_Given text_.
The Unfolding Now, pg. 197
Living in Our Minds
So much is going on in the world and in our minds that it reminds me of being in a movie theater nowadays. You go there to relax and enjoy a film, and more often than not, you are assaulted by loud noises. You can't even feel anything about what you are watching because of all the clanging and explosions, all the yelling and screaming, all the loud action and intense suspense. It is like entering a war zone. Everything is turned up to the maximum. Living in our minds is actually like that. Have you noticed how busy your mind is just reading these words? The mind is always occupied with reactions, judgments, questions, associations, desires, and attitudes. And we have become like teenagers who are used to all that noise. We think the noise is what reality is and no longer recognize what is truly real. We are not feeling ourselves in that intimate, simple, relaxed way that we like but may have forgotten exists—the feeling we would like to have when we go to a movie to relax and watch something interesting.
The Unfolding Now, pg. 3
Mind and What Lies Beyond Mind
And if I want to penetrate beyond my mind and see what is there, it is a mystery. It is unknowable, completely, one hundred percent unknowable. It is so unknowable that the moment you begin to get a glimpse of it, your mind is blown to smithereens. You realize that your mind lays a kind of curtain over things, a veil, a colored sheet with drawings on it that overlays our reality and says, “That is reality”. But the reality is beyond that: you open that curtain, open the window and it is unknowable. If you truly look, you do not even know you are looking, and you disappear. Your mind is there, but nobody is looking. The reality is there and you do not say there is mind or there is reality. And then, what you perceive, although it is mysterious, it is unknowable, we give it a name. We call it truth, we call God, we call it reality. These are just words, words to refer to the unknowable, to the unknown, to the mystery.
Diamond Heart Book Four, pg. 263
Mind as Content and Mind as Ground
We have seen so far that awareness of the self-image brings about the experience of space, or of the mind as openness. In other words, dissolution of boundaries imposed by the self frees space. It literally expands the mind. Understanding this dynamic relation between self-image and space, we can theorize about the development of psychic structure: The development of the self-image simply represents a gradual building and structuralization of boundaries in the mind space. Here we see the relationship between mind as content and mind as ground. Space is mind as ground. Mind as content is a result of boundaries in this space. In fact, these boundaries are the mind as content, are what constitutes the psychic structure.
The Void, pg. 33
Mind Can Be Deceived
This is an important difference between the mind and Being. The mind can absorb and identify with any psychic material it believes to be true. It does not have the capacity, on its own, to discern what is objective truth and what is not. In other words, the mind can be deceived, even by itself. Being, on the other hand, is pure reality. It is the actual stuff and consciousness of truth, and cannot be deceived. It does not try not to be deceived; it is simply truth by its nature, a self-conscious medium made of pure sensitivity.

[Entries taken from a collection]
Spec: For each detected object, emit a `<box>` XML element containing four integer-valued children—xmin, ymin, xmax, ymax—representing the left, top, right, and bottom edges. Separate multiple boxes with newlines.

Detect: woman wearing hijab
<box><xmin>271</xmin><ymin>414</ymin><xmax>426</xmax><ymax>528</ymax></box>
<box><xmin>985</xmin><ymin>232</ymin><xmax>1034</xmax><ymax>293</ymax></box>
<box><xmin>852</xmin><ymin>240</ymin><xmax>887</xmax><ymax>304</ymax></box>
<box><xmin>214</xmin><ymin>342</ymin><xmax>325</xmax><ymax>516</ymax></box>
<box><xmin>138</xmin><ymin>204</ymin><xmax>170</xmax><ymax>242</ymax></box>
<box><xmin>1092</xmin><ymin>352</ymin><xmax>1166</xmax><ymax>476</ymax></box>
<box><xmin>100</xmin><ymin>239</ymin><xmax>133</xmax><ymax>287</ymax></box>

_Problem description_. According to the passages on the mind, what is the mind always occupied with? List every item named.

_Result of the task_. reactions, judgments, questions, associations, desires, attitudes